QUOTED TEXT:
++++
By: Robert (Bob) H. Voelker
Texas Real Estate Business
August 2009

Several national and local factors are simultaneously coalescing — forcing changes in the way housing in general, and apartments in particular, are developed, as the economy emerges from the current recession and development resurges. The good news is that multifamily will likely be one of the first types of new construction to emerge after the downturn, but demographic shifts, congestion and air pollution concerns, changing economic norms, and new national policies will force the development community to rethink the apartments that are built in 2010 and beyond.

A changing demographic in Texas, composed increasingly of Millennial generation singles, vibrant empty nesters, immigrants and retirees — and less of married couples with children — is looking for new housing choices. These groups place a greater emphasis on diversity, place, community and sustainability. The suburbs are mainly attractive to young families with children, but whereas 50 percent of households in the 1950s had children, today only 33 percent contain children and, more importantly, only 12 percent of new households over the next 20 years will have children.

Pollution, global warming and traffic congestion have become significant problems in Texas’ major cities. Residential buildings account for 20 percent of carbon emissions and transportation counts for one-third of carbon emissions. Texas is projected to grow by 50 percent in the next 25 years and to double in population by 2050. Traffic and air quality will drastically deteriorate if we continue our prior development trends of expanding metro areas into farther flung suburbs and exurbs, and we simply cannot afford the low density infrastructure necessary to support this sprawl. Already, the average employee in the United States spends more than an entire work week per year stuck in traffic. Traffic congestion puts a huge burden on our nation’s economy, draining $78 billion in production annually through 4.2 billion lost hours and 2.9 billion gallons of wasted fuel, according to the Texas Transportation Institute.
++++
PROBLEM STATEMENT:
Answer these questions from the article on Texas apartment development:
(a) What percentage of households had children in the 1950s?
(b) What share of carbon emissions comes from transportation?
(c) By what year is Texas projected to double in population?
++++
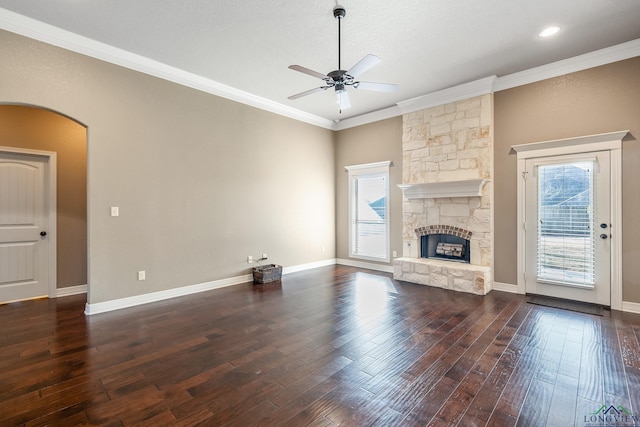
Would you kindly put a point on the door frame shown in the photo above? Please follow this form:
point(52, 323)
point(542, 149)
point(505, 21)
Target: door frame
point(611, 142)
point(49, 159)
++++
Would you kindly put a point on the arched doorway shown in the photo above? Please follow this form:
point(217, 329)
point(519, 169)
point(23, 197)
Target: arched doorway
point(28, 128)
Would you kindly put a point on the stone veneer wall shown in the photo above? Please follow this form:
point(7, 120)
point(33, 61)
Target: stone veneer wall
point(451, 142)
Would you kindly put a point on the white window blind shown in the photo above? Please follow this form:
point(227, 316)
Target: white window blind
++++
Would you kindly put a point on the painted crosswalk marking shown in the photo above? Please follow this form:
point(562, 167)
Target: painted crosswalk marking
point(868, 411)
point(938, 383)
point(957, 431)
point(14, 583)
++++
THE REPLY:
(a) 50 percent
(b) One-third
(c) 2050